TEXT PROVIDED:
=-=-=-=-=

LATENIGHT AT LUCKY’S: Gossip remains more delicious than dessert along Coast Village Road. While waiting for the valet at one eatery, we overheard Rob Lowe is not too pleased with his mention in the October Vanity Fair, but insiders say he got off lucky.
VF writer Michael Shnayerson spent four days here in July and interviewed some 49 people. Initially, he turned in a 6,500-word story but, for legal and space reasons, the editors pared the article down to a brief 4,000 words, shearing off lots of Lowe “color.”
But life goes on and, in spite of the unwanted attention, Lowe was said to be all smiles when his protesting neighbors, Fred and Linda Gluck, dropped an appeal to block the actor’s ultra-large Montecito house. With the Gluck stymie resolved, Lowe got full design approval from the Montecito Board of Architectural Review (MBAR) and we hear he is moving fast to commence construction.
SEEING GREEN: After the making Lowe a happy man, MBAR then generated more smiles from Westmont’s new architect team David van Hoy, Susan van Atta, and Ken Radtkey.

=-=-=-=-=

TASK TO COMPLETE:
In the Coast Village Road gossip item, rewrite the stretch from "VF writer Michael" through "and Ken Radtkey.", switching "ultra-large" to "oversized".

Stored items
=-=-=-=-=

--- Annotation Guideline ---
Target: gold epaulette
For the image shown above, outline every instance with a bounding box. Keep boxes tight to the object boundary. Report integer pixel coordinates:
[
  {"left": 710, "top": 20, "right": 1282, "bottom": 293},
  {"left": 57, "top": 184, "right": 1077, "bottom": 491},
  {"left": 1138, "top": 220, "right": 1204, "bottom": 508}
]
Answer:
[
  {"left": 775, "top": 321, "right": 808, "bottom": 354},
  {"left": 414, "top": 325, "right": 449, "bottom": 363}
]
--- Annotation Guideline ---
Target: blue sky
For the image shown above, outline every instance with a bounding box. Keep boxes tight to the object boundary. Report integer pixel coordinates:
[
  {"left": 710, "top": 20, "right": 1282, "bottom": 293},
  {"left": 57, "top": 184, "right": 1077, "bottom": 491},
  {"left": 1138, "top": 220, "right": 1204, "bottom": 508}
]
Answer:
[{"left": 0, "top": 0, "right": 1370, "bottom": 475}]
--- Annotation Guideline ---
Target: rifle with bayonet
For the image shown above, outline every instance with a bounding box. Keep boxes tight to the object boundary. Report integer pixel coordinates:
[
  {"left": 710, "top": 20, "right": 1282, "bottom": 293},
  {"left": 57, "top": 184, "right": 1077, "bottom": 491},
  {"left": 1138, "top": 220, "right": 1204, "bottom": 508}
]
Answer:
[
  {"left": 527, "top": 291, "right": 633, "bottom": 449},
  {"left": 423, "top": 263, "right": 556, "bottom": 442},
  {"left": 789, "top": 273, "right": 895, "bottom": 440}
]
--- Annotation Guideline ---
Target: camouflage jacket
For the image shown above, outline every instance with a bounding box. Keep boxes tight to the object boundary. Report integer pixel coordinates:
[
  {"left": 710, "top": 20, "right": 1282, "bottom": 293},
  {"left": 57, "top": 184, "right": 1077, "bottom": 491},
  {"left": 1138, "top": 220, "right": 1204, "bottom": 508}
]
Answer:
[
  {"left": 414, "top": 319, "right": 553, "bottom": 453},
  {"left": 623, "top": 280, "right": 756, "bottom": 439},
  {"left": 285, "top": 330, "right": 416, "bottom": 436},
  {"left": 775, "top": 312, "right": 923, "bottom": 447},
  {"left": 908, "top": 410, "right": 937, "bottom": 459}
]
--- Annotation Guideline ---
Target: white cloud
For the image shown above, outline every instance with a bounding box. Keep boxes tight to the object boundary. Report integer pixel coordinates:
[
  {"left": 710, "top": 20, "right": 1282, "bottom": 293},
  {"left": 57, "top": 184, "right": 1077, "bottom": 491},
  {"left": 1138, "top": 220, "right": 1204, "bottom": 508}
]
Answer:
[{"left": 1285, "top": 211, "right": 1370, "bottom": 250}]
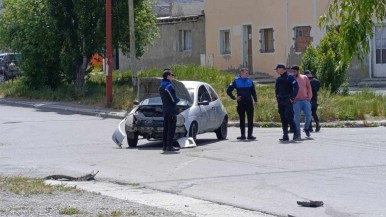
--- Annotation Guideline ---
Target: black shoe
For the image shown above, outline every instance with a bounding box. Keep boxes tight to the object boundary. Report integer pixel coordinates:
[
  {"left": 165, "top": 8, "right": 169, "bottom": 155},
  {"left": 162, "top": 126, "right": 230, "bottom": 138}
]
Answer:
[
  {"left": 237, "top": 136, "right": 247, "bottom": 140},
  {"left": 315, "top": 123, "right": 320, "bottom": 132},
  {"left": 165, "top": 145, "right": 180, "bottom": 151},
  {"left": 247, "top": 136, "right": 256, "bottom": 140},
  {"left": 292, "top": 135, "right": 302, "bottom": 140},
  {"left": 304, "top": 129, "right": 311, "bottom": 137},
  {"left": 279, "top": 136, "right": 289, "bottom": 142}
]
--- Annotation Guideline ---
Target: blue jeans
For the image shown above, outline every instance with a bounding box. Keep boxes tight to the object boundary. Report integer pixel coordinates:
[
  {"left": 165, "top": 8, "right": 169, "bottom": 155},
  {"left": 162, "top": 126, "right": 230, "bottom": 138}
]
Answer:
[{"left": 293, "top": 100, "right": 311, "bottom": 136}]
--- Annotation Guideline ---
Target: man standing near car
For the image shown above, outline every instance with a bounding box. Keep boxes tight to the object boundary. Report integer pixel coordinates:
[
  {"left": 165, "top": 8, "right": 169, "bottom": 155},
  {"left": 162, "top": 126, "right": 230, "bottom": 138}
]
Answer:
[
  {"left": 292, "top": 66, "right": 312, "bottom": 139},
  {"left": 275, "top": 64, "right": 299, "bottom": 141},
  {"left": 159, "top": 68, "right": 180, "bottom": 151},
  {"left": 227, "top": 68, "right": 257, "bottom": 140}
]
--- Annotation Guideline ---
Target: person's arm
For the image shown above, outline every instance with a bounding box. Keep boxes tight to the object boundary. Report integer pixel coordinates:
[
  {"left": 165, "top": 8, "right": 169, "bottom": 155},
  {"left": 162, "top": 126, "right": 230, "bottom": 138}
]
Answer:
[
  {"left": 291, "top": 76, "right": 299, "bottom": 100},
  {"left": 227, "top": 81, "right": 236, "bottom": 100},
  {"left": 165, "top": 85, "right": 180, "bottom": 103},
  {"left": 251, "top": 81, "right": 257, "bottom": 103},
  {"left": 305, "top": 77, "right": 312, "bottom": 101}
]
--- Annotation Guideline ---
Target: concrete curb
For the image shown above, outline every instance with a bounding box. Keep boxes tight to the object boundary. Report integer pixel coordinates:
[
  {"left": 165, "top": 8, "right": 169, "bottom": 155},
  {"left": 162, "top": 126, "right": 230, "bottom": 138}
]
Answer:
[{"left": 0, "top": 98, "right": 386, "bottom": 128}]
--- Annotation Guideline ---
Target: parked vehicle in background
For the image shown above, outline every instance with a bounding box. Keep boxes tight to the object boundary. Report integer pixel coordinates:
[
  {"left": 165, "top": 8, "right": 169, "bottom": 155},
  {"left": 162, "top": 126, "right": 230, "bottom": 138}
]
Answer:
[
  {"left": 113, "top": 77, "right": 228, "bottom": 147},
  {"left": 0, "top": 53, "right": 22, "bottom": 82}
]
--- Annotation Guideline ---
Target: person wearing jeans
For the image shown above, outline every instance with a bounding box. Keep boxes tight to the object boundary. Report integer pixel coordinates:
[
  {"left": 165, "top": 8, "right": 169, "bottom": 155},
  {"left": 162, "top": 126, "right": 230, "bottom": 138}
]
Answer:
[{"left": 292, "top": 66, "right": 312, "bottom": 139}]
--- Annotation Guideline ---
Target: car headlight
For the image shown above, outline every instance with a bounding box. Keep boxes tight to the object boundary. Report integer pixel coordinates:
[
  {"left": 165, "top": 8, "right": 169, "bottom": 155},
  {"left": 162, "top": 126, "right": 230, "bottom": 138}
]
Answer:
[
  {"left": 176, "top": 114, "right": 185, "bottom": 126},
  {"left": 126, "top": 114, "right": 134, "bottom": 128}
]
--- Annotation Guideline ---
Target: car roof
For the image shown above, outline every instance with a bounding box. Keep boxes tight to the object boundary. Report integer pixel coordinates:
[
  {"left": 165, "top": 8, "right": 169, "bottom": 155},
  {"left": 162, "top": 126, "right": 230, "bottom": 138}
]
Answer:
[{"left": 180, "top": 81, "right": 209, "bottom": 89}]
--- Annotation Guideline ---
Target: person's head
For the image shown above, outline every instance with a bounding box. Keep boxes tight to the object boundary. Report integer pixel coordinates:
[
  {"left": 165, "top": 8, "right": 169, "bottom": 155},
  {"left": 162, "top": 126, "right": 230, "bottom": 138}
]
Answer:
[
  {"left": 275, "top": 64, "right": 286, "bottom": 75},
  {"left": 162, "top": 68, "right": 174, "bottom": 81},
  {"left": 303, "top": 69, "right": 312, "bottom": 77},
  {"left": 239, "top": 68, "right": 249, "bottom": 78},
  {"left": 292, "top": 66, "right": 299, "bottom": 77}
]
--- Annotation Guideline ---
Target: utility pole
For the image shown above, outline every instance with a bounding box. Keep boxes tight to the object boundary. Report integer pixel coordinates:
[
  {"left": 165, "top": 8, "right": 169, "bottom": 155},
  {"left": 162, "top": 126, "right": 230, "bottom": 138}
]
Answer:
[
  {"left": 105, "top": 0, "right": 113, "bottom": 107},
  {"left": 128, "top": 0, "right": 137, "bottom": 92}
]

=-=-=-=-=

EXERCISE OUTPUT:
VF writer Michael Shnayerson spent four days here in July and interviewed some 49 people. Initially, he turned in a 6,500-word story but, for legal and space reasons, the editors pared the article down to a brief 4,000 words, shearing off lots of Lowe “color.”
But life goes on and, in spite of the unwanted attention, Lowe was said to be all smiles when his protesting neighbors, Fred and Linda Gluck, dropped an appeal to block the actor’s oversized Montecito house. With the Gluck stymie resolved, Lowe got full design approval from the Montecito Board of Architectural Review (MBAR) and we hear he is moving fast to commence construction.
SEEING GREEN: After the making Lowe a happy man, MBAR then generated more smiles from Westmont’s new architect team David van Hoy, Susan van Atta, and Ken Radtkey.